### Document section

═══

Wednesday, 4 November 2015

Maldives human rights activist wins presidential election


Maldives human rights activist wins presidential election


Mohamed 'Anni' Nasheed, an Amnesty International prisoner of conscience, wins country's first democratic presidential poll
A human rights activist swept to power today in the first democratic presidential polls in the Maldives, ousting from office the man who once imprisoned him and prompting jubilant scenes on the streets of the Indian Ocean island's capital Male.

Mohamed 'Anni' Nasheed, a former Amnesty International prisoner of conscience who founded the Maldivian Democratic Party (MDP) in 2003, secured 54 per cent of the vote – beating Maumoon Abdul Gayoom, Asia's longest serving leader, in the run-off election.
In a bitter campaign marked by personal animosity, Nasheed - a Sunni Muslim – was said to be spreading Christianity in the Islamic nation via his links with Britain's Conservative party. However his message of change coupled with a call for social and economic liberalism lifted him above the fray.
The results mark the end of the three-decade rule of 71-year-old Maldivian strongman, Gayoom, who won the last six elections, never having before faced an opponent. Gayoom has had Nasheed thrown into jail several times over the last six years.
Following the results, Gayoom told the nation in a live concession speech that he fully supported Nasheed:
"I accept the results of the ... run-off election and I respectfully congratulate Mr.Mohamed Nasheed and his party."

═══

### Listed entries
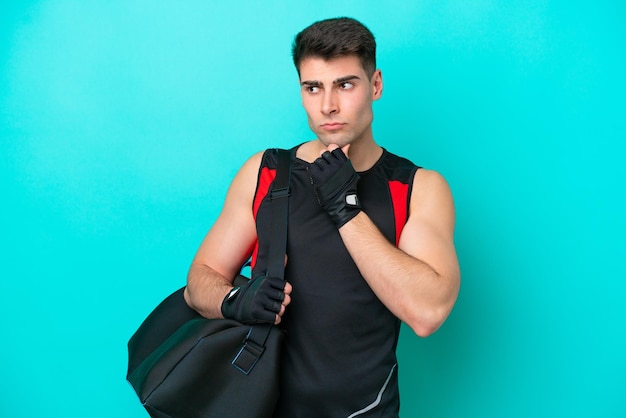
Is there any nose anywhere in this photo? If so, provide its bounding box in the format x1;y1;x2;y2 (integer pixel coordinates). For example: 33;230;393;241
322;91;339;116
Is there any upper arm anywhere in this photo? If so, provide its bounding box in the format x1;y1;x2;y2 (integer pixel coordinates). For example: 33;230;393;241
188;152;263;279
398;169;460;290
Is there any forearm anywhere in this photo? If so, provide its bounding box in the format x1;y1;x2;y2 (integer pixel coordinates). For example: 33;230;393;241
185;263;233;318
339;212;457;336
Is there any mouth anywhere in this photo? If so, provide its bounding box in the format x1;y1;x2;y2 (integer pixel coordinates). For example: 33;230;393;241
321;122;345;132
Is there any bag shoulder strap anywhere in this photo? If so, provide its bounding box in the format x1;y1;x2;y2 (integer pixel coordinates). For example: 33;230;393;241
267;149;291;279
231;149;291;375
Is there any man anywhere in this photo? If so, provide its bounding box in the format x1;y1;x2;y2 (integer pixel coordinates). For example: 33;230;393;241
185;18;460;418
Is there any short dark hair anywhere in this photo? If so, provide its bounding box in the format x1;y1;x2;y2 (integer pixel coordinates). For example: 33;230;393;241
291;17;376;77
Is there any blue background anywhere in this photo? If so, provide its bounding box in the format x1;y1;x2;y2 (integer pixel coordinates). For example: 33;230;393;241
0;0;626;418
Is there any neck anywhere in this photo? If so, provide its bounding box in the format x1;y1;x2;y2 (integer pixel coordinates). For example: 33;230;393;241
297;139;383;171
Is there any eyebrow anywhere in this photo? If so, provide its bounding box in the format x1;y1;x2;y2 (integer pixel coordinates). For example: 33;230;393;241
300;75;360;87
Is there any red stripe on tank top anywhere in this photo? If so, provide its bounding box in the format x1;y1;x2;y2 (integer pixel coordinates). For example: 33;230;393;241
389;180;409;247
251;167;276;268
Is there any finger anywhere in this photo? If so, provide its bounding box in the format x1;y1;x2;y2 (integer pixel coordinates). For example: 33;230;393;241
284;282;293;300
264;300;283;314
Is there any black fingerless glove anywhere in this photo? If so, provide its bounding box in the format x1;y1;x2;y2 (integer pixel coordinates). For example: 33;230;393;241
222;276;285;324
309;148;362;228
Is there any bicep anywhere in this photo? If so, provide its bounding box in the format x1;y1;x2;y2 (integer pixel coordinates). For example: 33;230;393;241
188;153;262;279
398;170;459;280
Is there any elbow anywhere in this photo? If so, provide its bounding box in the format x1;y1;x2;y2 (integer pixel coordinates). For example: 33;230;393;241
406;308;450;338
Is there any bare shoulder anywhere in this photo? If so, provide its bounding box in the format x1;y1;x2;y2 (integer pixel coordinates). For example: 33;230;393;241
413;168;451;195
409;169;455;235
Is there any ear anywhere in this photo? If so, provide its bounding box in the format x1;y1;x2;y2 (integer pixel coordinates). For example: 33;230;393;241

═══

### Exercise 1
In the article on the Maldives presidential election, what lifted Nasheed above the fray of a bitter campaign? Answer in one to three sentences.
### Exercise 2
Pick up the article on the Maldives presidential election after Gayoom's concession quote and continue it.

### Exercise output 1
Nasheed's message of change, together with his call for social and economic liberalism, lifted him above the fray. This happened despite claims during the campaign that he was spreading Christianity through his links with Britain's Conservative party.

### Exercise output 2
Thousands of MDP supporters flocked to Malé, waving yellow flags while others rejoiced at the beachfront promenade where they had camped for days in support of the opposition. Nasheed, who had emerged as a unity candidate for the five opposition parties, said he wanted a "peaceful transition. I want my supporters to be calm."
The archipelago of 300,000 people on 1,196 islands will officially get its new president on November 11, exactly 30 years after the Gayoom "sultanate" began. Until 2004, opposition parties were banned and it was not until violent riots broke out in August 2005, protesting Nasheed's arrest that month, that the country was set on the road to democracy.
Autocracy did bring wealth to the string of islands. President Gayoom single-handedly built the modern Maldivian economy that rests on high-end tourism, with resorts overlooking white sand beaches and crystal clear waters where hotels charge thousands of pounds a night.
Its per capital income of $2,200 (just under £1,350) made the Maldives the wealthiest country in South Asia.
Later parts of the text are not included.